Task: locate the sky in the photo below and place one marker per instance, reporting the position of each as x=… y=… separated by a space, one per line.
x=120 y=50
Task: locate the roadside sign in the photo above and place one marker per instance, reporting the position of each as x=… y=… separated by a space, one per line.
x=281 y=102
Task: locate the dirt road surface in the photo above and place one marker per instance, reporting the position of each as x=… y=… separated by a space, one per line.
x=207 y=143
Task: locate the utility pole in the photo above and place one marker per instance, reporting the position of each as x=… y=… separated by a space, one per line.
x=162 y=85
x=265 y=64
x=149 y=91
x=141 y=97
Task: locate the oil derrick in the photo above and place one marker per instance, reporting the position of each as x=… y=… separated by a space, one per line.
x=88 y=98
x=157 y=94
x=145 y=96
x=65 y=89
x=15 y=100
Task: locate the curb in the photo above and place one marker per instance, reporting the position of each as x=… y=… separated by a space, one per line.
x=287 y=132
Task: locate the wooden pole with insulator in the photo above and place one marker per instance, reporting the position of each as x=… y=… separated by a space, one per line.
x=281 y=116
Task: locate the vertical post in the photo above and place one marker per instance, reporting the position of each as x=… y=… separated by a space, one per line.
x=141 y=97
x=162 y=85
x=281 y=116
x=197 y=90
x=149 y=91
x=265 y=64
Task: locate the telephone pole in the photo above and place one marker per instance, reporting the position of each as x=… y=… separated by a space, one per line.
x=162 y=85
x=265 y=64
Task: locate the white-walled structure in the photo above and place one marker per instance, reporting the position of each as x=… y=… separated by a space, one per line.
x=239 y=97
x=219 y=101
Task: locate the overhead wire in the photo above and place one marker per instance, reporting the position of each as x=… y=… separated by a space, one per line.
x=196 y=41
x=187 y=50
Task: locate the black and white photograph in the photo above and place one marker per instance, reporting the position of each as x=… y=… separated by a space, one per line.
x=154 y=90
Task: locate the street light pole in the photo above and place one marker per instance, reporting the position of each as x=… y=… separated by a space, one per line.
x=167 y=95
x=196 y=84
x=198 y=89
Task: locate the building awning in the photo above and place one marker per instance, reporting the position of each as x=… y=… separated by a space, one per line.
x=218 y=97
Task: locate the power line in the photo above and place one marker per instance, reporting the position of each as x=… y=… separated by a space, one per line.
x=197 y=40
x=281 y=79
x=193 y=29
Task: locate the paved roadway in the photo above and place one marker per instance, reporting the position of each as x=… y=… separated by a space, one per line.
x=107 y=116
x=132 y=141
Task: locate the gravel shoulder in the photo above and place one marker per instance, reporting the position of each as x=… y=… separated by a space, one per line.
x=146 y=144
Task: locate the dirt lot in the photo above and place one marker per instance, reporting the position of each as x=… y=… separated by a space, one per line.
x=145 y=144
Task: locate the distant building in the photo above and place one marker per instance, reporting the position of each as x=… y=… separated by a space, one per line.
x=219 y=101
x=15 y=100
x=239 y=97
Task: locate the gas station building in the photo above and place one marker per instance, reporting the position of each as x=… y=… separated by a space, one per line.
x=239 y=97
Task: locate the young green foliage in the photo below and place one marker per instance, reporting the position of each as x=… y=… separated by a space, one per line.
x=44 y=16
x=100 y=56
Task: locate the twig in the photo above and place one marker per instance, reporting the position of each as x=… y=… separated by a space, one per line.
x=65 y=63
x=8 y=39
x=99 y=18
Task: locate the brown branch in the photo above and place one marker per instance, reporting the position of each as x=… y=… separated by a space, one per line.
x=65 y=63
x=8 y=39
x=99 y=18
########
## [Objective]
Render the whole listing above as a Markdown table with the columns "Row" and "Entry", giving each line its own numbered row and leaving out blank lines.

## [Result of the exercise]
| Row | Entry |
|---|---|
| 1 | Task: locate the sky in the photo below and place one marker per instance, reporting the position of each as x=… y=… separated by a space, one per line. |
| 2 | x=120 y=50 |
| 3 | Task: locate the roadside sign in the photo above and place one marker per instance, reporting the position of each as x=… y=… separated by a space, one per line. |
| 4 | x=281 y=102 |
| 5 | Task: locate the dirt road surface in the photo above and place one marker per instance, reporting the position of each as x=… y=… separated by a space, one per line. |
| 6 | x=207 y=143 |
| 7 | Task: locate the utility pole in the photo above and place one marker per instance, reporting the position of each as x=… y=… separated by a space, one per line. |
| 8 | x=162 y=85 |
| 9 | x=265 y=64 |
| 10 | x=149 y=91 |
| 11 | x=141 y=97 |
| 12 | Task: locate the oil derrick in the photo above and place one marker per instance, reporting the position of each as x=… y=… separated by a space, one per line. |
| 13 | x=88 y=98 |
| 14 | x=157 y=94 |
| 15 | x=145 y=96 |
| 16 | x=65 y=89 |
| 17 | x=15 y=100 |
| 18 | Task: locate the curb in the photo above and place one marker per instance, reporting the position of each as x=… y=… separated by a space, one per line. |
| 19 | x=287 y=132 |
| 20 | Task: locate the wooden pole with insulator in the photo above and place one marker per instance, reporting the position of each as x=… y=… separated by a space, one per line. |
| 21 | x=281 y=116 |
| 22 | Task: locate the vertical post in the photo above and place one marker per instance, reporting the position of each as x=… y=… separated by a space, one per line. |
| 23 | x=141 y=97 |
| 24 | x=162 y=85 |
| 25 | x=281 y=116 |
| 26 | x=197 y=90 |
| 27 | x=149 y=91 |
| 28 | x=265 y=64 |
| 29 | Task: locate the telephone pole in the photo above and place one marker per instance, reporting the position of each as x=… y=… separated by a space, one per line. |
| 30 | x=162 y=85 |
| 31 | x=265 y=64 |
| 32 | Task: locate the white-walled structure in the photo above and place one marker per instance, reporting the position of each as x=… y=… separated by a space, one per line. |
| 33 | x=239 y=97 |
| 34 | x=219 y=101 |
| 35 | Task: locate the overhead wire in the photo above and place one marker per instance, reporting the position of each as x=… y=… separated by a space, one per line. |
| 36 | x=196 y=41 |
| 37 | x=187 y=50 |
| 38 | Task: locate the black and white photograph in the photo above and place one marker per instance, reporting the position of each as x=… y=… separated by a space, one per line. |
| 39 | x=154 y=90 |
| 40 | Task: locate the street light pole in the photo above and place one marker per instance, reporting the position of each as x=… y=… separated by a space, one per line. |
| 41 | x=167 y=95 |
| 42 | x=196 y=84 |
| 43 | x=198 y=89 |
| 44 | Task: locate the building awning in the photo above and place one marker per instance, reporting the position of each as x=… y=… separated by a space, one per line. |
| 45 | x=218 y=97 |
| 46 | Task: locate the power line in the photo above and place one marker per instance, reporting the position of each as x=… y=… separated by a space, one per line. |
| 47 | x=197 y=40 |
| 48 | x=281 y=79 |
| 49 | x=193 y=29 |
| 50 | Task: locate the paved roadway in the photo above and place one marker per instance, reporting the position of each as x=… y=… separated by a space, one per line. |
| 51 | x=107 y=116 |
| 52 | x=132 y=141 |
| 53 | Task: locate the gravel shoulder in the photo above and place one marker per instance, reporting the position of each as x=… y=… separated by a space, one per line. |
| 54 | x=146 y=144 |
| 55 | Task: locate the dirt lot in the photo above and place one marker per instance, reporting the position of each as x=… y=… separated by a space, one per line. |
| 56 | x=145 y=144 |
| 57 | Task: locate the distant building in the photo above and place one marker per instance, reporting the position of each as x=… y=… separated by a space, one per line. |
| 58 | x=219 y=101 |
| 59 | x=15 y=100 |
| 60 | x=239 y=97 |
| 61 | Task: locate the gas station building in the photo above and place one marker per instance, reporting the position of each as x=… y=… separated by a space, one per line. |
| 62 | x=239 y=97 |
| 63 | Task: locate the young green foliage in the photo below and place one marker per instance, reporting the position of each as x=… y=… separated by a space, one per line. |
| 64 | x=44 y=16 |
| 65 | x=100 y=56 |
| 66 | Task: locate the twig in the photo above and place one marker per instance, reporting the position of each as x=… y=… separated by a space, one per line. |
| 67 | x=65 y=63 |
| 68 | x=8 y=39 |
| 69 | x=99 y=18 |
| 70 | Task: locate the brown branch in the photo above and place one marker per instance, reporting the position of each as x=… y=… separated by a space, one per line. |
| 71 | x=65 y=63 |
| 72 | x=8 y=39 |
| 73 | x=99 y=18 |